Start of Text shown

It's not the only way to make money. It's a
great source, it's a great avenue. But there's other ways.
There's real estate.

Speaker 1 (24:41):
Please, when you list a few other ways to make
some money, because look, here's the thing.

Speaker 2 (24:47):
I'll tell you this.

Speaker 1 (24:48):
I when I first began my entrepreneurship journey, I was
I was fresh out of high school, I think seventeen,
eighteen years old, opened to my first business. That's a
long time ago, many many months ago. I turned forty
this year. It's a long ass the time I go,
thank you, but.

Speaker 3 (25:09):
I'm forty as hell.

Speaker 1 (25:11):
The thing is, when I first started, I remember, I
remember being five six and taking dance classes, and then
I remember turning eighteen nineteen, I'm sorry younger than that,
fifteen sixteen, and being asked, do you want to pursue
this professionally? And my immediate answer was no, because if
I sprained my ankle, I can't pay for my car.

(25:33):
At that point, fifteen sixteen, my car was the most
important thing in my whole life.

Speaker 3 (25:37):
Right, And so fast forward.

Speaker 1 (25:40):
I'm in my twenties and I'm like, well, I'm not
going to I knew I wasn't going to pursue it
professionally as a dancer. I instead opened the business, right,
And so in my twenties, I was teaching, and then
I was like, I'm not trying to teach all these
damn kids and I loved teaching, but it's a lot.
Took a toll on my body. It took a toll.

End of Text shown

**What is asked**
- A) According to the transcript, why did Speaker 1 answer no when asked at fifteen or sixteen about pursuing dance professionally? Reply in one to three sentences.
- B) Decide whether each statement agrees with the transcript. Answer yes or no, and quote the words from the transcript that decide it.
(i) Speaker 1 opened a first business right after high school.
(ii) Speaker 1 turned fifty this year.
(iii) Speaker 1 disliked teaching.
The listing has no connection to the transcript.

Start of Record set

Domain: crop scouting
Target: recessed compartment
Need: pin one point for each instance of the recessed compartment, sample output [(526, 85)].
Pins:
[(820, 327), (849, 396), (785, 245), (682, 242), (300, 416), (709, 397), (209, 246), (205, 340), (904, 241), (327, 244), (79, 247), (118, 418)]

End of Record set

**Results by task**
- A) Speaker 1 said that a sprained ankle would make it impossible to pay for the car. At that age, the car was the most important thing in Speaker 1's life.

- B)
(i) Yes: "I was fresh out of high school, I think seventeen, eighteen years old, opened to my first business."
(ii) No: "I turned forty this year."
(iii) No: "I loved teaching, but it's a lot."